What to produce => Copy out all of the data below line for line, without changing any character.

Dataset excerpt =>

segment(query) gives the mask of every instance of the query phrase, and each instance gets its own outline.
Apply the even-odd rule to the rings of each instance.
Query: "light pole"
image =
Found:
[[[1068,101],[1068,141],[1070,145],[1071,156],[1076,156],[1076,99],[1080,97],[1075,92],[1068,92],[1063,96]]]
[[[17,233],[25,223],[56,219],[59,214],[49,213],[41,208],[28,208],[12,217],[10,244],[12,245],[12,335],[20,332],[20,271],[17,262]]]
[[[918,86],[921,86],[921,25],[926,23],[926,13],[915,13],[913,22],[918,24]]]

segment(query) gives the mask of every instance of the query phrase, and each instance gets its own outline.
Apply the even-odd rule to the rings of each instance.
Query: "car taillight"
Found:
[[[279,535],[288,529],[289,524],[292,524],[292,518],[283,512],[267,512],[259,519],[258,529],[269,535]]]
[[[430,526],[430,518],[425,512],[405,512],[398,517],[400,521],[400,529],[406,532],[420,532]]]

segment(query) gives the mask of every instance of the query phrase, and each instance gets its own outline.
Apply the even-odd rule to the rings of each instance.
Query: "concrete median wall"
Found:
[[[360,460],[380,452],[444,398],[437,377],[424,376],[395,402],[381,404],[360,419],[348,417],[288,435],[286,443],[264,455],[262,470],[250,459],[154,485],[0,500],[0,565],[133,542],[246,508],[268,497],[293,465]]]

Reply to the exercise =>
segment(query) gives the mask of every instance of the query phrase, and each instance gets its own outline.
Apply the even-odd rule to the rings of each instance.
Query: "light pole"
image =
Found:
[[[1068,101],[1068,141],[1070,145],[1071,156],[1076,156],[1076,99],[1080,97],[1075,92],[1068,92],[1063,96]]]
[[[17,233],[25,223],[56,219],[59,214],[49,213],[41,208],[28,208],[12,217],[10,244],[12,245],[12,335],[20,332],[20,271],[17,262]]]
[[[918,86],[921,86],[921,25],[926,23],[926,13],[915,13],[913,22],[918,24]]]

segment(query) gives the mask of every instance of the query phrase, and each instance gets its own outline.
Apply the even-odd rule to the rings of each instance.
Query: "car taillight"
Found:
[[[279,535],[288,529],[289,524],[292,524],[292,518],[283,512],[267,512],[259,519],[258,529],[269,535]]]
[[[430,526],[430,518],[425,512],[405,512],[398,517],[400,521],[400,529],[406,532],[420,532]]]

segment(query) gives the mask of every instance of the query phrase, and each instance gets its own outline.
Apply the even-odd rule to the rings of each instance.
Query: "concrete median wall"
Found:
[[[360,460],[380,452],[444,398],[437,377],[424,376],[395,402],[381,404],[360,419],[348,417],[288,435],[286,443],[264,455],[262,470],[250,459],[154,485],[0,500],[0,565],[133,542],[246,508],[268,497],[293,465]]]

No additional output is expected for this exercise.